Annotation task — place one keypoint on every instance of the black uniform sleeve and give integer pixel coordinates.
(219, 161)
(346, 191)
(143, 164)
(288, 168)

**THE TASK**:
Write these lines out again, with "uniform sleeve" changed to "jacket sleeve" and nothing else altered.

**ANSWER BELOW**:
Annotation task — place one keypoint on every instance of the black jacket sleeve and give integer pixel coordinates.
(219, 161)
(346, 191)
(143, 164)
(288, 168)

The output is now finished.